#### [GOAL]
Can you copy every one of the rows below word for word, leaving out the pictures?

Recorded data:
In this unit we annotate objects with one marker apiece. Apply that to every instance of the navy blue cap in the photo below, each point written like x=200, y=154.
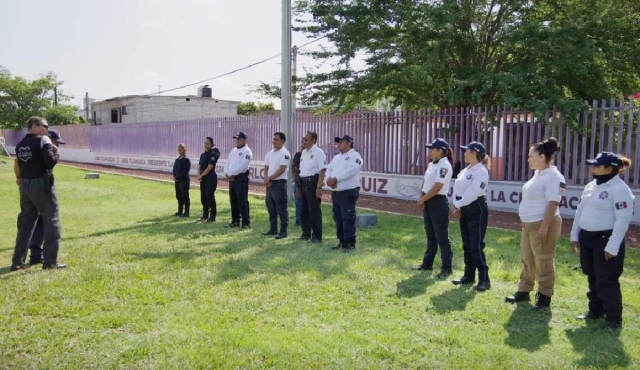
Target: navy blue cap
x=344, y=137
x=438, y=143
x=605, y=159
x=55, y=135
x=476, y=146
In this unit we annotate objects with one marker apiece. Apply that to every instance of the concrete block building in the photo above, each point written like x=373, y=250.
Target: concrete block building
x=145, y=109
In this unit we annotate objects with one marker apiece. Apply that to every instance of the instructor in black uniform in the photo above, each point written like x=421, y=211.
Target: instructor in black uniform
x=35, y=245
x=36, y=156
x=208, y=180
x=599, y=227
x=181, y=168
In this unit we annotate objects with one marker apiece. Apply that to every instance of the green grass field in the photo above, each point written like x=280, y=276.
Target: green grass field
x=145, y=290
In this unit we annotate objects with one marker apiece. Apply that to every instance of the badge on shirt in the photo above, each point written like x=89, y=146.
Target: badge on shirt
x=24, y=153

#### [SOLUTION]
In this unit we annotate objects with one marker apiece. Apply that to every instance of the navy blue cap in the photo below, each point written like x=200, y=154.
Target: navy blue cap
x=344, y=137
x=438, y=143
x=605, y=159
x=55, y=135
x=476, y=146
In this unit we annotate objects with one marker apiece. Apply that to every instance of the concrete block building in the photo above, each point written like x=373, y=250.
Target: concrete block building
x=145, y=109
In this unit we annotate objects with one marker apiece. Apply that to every instance of the instructor in black uniform in the photo above, each point written like x=421, y=211.
Target: instructor in black uniform
x=35, y=245
x=36, y=156
x=208, y=180
x=599, y=227
x=181, y=168
In this unit we annotate objects with one marker apiece. Apply that to every instance of the green grass field in the photo above, each point written like x=280, y=276.
Target: green grass field
x=145, y=290
In this unit we annotate objects with one marker apiece. Apply that to every instance of the badge on shirt in the photo above, each point written like x=89, y=146.
Target: badge on shirt
x=24, y=153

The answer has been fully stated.